(Text provided)
..........
Diet and fitness reality checks

By Tia Norris, July 2019 Issue.

Let’s

get straight to the point: the pursuit of a healthy diet, and related fitness

or physique goals, tends to be a hard road for many people. In fact, some might

even say it’s an impossible road for them personally (this is only because they

haven’t worked with me, yet!). As a trainer, I pride myself on managing my

clients’ expectations with the process, and giving them full disclosure on the

good, the bad, and the ugly when it comes to working toward their goals.

Here are some of the most shocking, most

uncomfortable, but most important reality checks that my clients (and maybe

you) need to hear in order to get realistic about this journey toward fitness:

Diet:

•Eat when you need

to eat. Not necessarily when you want to eat. Most people simply fail to

make food (aka, fuel in the tank) a priority throughout their day. They forget

and/or neglect to pack meals and/or snacks, they work through what should be

meal/snack times and prolong the window between meals for far too long.

Consequently, when they actually do check-in with themselves regarding food,

they’re absolutely starving and end up either making poor impulse choices or

drastically overeating. Does this sound familiar? Make food timing a major

priority in your program. Figure out when you’ll need to eat throughout your

day, and plan accordingly. Set a reminder on your phone, if needed. And keep in

mind that you don’t need to be uncontrollably ravenous in order to eat — for

most goals, you can and should eat at regular intervals, sometimes even

when you might not feel like you need it.

•You won’t love

your food all the time. This means I may not love the taste, texture,

temperature, preparation methods, or amount of time that I have to eat that

food, or more, about any particular meal or snack. In fact, I’d say that 60-80%

of my food throughout the day is less than my favorite! This blows many

people’s minds. Now, on one hand, I acknowledge that food can be incomparably

pleasurable, and comforting, and can add a spark of joy to our lives. However,

we need to draw a line of discipline when it comes to fitness goals:

oftentimes, to stay on track, you’ll need to eat something that tastes

mediocre, that isn’t hot or cold like you prefer, in scenarios that are rushed

or cramped or otherwise less than ideal. Get used to it — become a machine in

these scenarios and just do it.
..........
(Stored data)
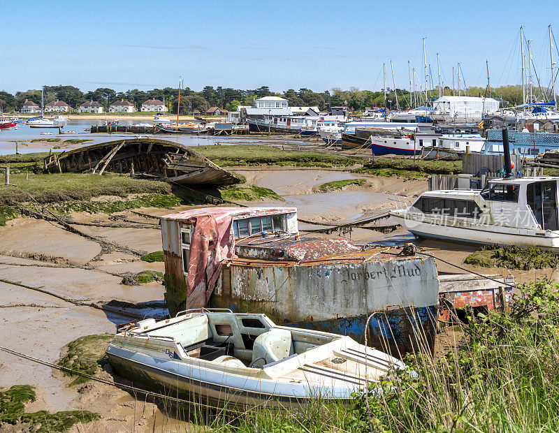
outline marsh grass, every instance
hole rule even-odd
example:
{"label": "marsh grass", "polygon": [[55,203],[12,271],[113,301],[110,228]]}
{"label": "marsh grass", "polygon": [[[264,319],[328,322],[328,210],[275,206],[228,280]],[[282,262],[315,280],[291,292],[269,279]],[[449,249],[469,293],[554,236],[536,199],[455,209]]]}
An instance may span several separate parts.
{"label": "marsh grass", "polygon": [[409,179],[425,179],[433,175],[462,173],[461,161],[423,161],[404,158],[377,158],[352,170],[375,176],[399,176]]}
{"label": "marsh grass", "polygon": [[559,258],[551,251],[516,245],[486,245],[466,257],[465,263],[484,267],[530,270],[556,267]]}
{"label": "marsh grass", "polygon": [[327,193],[331,191],[341,191],[349,185],[361,186],[367,182],[366,179],[348,179],[346,180],[333,180],[332,182],[322,184],[319,186],[319,191],[322,193]]}
{"label": "marsh grass", "polygon": [[362,160],[336,154],[282,150],[264,145],[197,146],[196,150],[221,166],[279,165],[300,167],[350,167]]}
..........
(What to work on)
1 – In the diet and fitness article, what percentage of the author's food throughout the day is described as less than a favorite?
2 – Resume the diet and fitness article after its last sentence, keeping the same voice and format.

(Answers for the exercise)
1 – 60-80%

2 –
•Extreme measures

don’t work! Slow and steady, wins the race. Intuitively, you all already know

that crash diets, cleanses, and extreme measures work in the short term but

cause significant long term damage. The fact that they work immediately but

temporarily is what makes them so appealing, and I understand that. But, if you

give a shit about your long-term metabolic health and really your long-term

goals (let’s be adults and think big picture, here), I don’t think I need to

get up on my soapbox and preach about something that most people already, deep

down, know to be true. Do the work, be patient, play the long game. If it

sounds too good to be true, it is.

Exercise:

•You won’t like it

every session. Aim for about 60% enjoyment for most goals. For most people, if

you at least like (not even saying love) 3/5, or 60%, of your

workouts, you’re doing really well. For higher volume programs, lower that

standard to 2/5 or 40%. Expect to have to grind through a few of your workouts

per week — it’s normal! You may have one or two standout workouts that you feel

great about and can say you love, but those are the exception to the

rule. To think that you’ll be sliding down rainbows riding a golden unicorn

every workout, is a fantasy. Get to work and suspend your emotions on the hard

days.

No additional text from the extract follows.